**GOAL**
Copy the material below verbatim, from the line containing "Please provide the mask of every instance of the river" down to the line containing "49), (32, 49)]", including both of those lines.

**ENTRIES SUPPLIED**
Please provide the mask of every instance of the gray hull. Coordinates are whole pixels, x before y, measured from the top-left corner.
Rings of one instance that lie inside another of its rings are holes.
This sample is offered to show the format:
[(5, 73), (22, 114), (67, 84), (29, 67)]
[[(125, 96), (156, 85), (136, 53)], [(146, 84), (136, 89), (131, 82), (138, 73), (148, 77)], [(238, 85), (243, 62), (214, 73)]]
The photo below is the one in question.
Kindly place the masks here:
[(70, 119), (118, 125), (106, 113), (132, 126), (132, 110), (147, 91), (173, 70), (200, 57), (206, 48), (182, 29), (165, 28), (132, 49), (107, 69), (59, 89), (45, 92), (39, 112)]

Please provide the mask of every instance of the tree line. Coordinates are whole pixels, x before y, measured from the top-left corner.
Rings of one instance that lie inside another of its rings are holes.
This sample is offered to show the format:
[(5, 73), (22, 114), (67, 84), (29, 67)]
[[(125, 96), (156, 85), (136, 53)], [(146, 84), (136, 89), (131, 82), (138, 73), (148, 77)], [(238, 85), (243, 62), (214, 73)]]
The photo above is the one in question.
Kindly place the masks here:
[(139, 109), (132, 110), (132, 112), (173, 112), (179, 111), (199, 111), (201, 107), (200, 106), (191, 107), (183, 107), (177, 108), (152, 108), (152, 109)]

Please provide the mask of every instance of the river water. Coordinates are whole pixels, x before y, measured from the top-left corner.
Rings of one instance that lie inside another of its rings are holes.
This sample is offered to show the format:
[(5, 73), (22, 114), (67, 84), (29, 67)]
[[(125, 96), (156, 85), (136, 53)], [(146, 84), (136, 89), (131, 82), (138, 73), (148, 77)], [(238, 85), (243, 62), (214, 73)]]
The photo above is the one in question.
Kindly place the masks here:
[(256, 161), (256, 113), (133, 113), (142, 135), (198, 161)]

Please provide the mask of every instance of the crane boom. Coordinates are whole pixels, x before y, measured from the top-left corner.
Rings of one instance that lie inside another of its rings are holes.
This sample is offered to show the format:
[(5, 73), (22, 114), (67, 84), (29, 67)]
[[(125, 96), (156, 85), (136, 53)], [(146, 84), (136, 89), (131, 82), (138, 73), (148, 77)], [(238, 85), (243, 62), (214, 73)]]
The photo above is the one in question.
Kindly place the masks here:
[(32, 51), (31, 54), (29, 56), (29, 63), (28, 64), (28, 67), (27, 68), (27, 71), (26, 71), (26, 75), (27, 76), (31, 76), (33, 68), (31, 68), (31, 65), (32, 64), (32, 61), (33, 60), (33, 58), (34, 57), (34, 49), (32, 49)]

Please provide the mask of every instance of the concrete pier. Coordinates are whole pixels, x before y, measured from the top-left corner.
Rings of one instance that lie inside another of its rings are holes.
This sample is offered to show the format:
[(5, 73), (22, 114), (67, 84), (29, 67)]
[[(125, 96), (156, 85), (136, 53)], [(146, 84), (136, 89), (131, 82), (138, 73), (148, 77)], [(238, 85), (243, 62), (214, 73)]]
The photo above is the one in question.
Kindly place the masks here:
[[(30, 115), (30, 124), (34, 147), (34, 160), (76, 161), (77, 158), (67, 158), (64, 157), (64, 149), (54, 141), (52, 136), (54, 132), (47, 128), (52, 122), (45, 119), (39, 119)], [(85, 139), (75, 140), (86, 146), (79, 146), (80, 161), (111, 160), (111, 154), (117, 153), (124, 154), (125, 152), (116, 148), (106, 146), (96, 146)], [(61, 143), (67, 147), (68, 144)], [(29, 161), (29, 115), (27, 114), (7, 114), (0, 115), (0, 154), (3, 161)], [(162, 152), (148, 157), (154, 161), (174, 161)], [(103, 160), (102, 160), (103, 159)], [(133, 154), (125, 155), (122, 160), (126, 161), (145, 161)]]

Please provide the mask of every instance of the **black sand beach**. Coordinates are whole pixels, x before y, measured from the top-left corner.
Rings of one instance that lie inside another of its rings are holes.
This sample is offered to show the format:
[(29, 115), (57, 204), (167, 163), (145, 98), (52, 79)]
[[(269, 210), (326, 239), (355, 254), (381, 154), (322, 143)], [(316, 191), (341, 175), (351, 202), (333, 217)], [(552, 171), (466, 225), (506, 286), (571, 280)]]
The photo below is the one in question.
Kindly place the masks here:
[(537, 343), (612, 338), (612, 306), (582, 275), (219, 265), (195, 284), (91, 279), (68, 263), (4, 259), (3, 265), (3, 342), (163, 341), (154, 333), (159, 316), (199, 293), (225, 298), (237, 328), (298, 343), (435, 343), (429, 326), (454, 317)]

**RIGHT ANSWER**
Please provide the mask of every instance of the river water. Coordinates are whole pixels, x before y, measured from the top-left corner.
Rings of one instance that lie inside another of its rings are holes.
This sample is offered to show the format:
[(5, 73), (22, 114), (67, 84), (29, 67)]
[[(125, 96), (156, 85), (136, 53)], [(146, 84), (136, 89), (131, 82), (138, 73), (148, 77)], [(238, 85), (243, 62), (214, 73)]]
The photo above is the one in question.
Kindly place the masks here:
[(256, 161), (256, 113), (133, 113), (142, 135), (198, 161)]

Please provide the mask of every instance of the crane boom. Coordinates are whole pixels, x before y, measured from the top-left corner.
Rings of one instance that lie inside another of its rings are holes.
This sample is offered to show the format:
[(5, 73), (22, 114), (67, 84), (29, 67)]
[[(125, 96), (156, 85), (136, 53)], [(146, 84), (136, 89), (131, 82), (138, 73), (148, 77)], [(238, 85), (243, 62), (214, 73)]]
The photo above is the one in question.
Kindly place the masks here:
[(32, 51), (31, 54), (29, 56), (29, 63), (28, 64), (28, 67), (27, 68), (27, 71), (26, 71), (26, 75), (27, 76), (31, 76), (33, 68), (31, 68), (31, 65), (32, 64), (32, 61), (33, 60), (33, 58), (34, 57), (34, 49), (32, 49)]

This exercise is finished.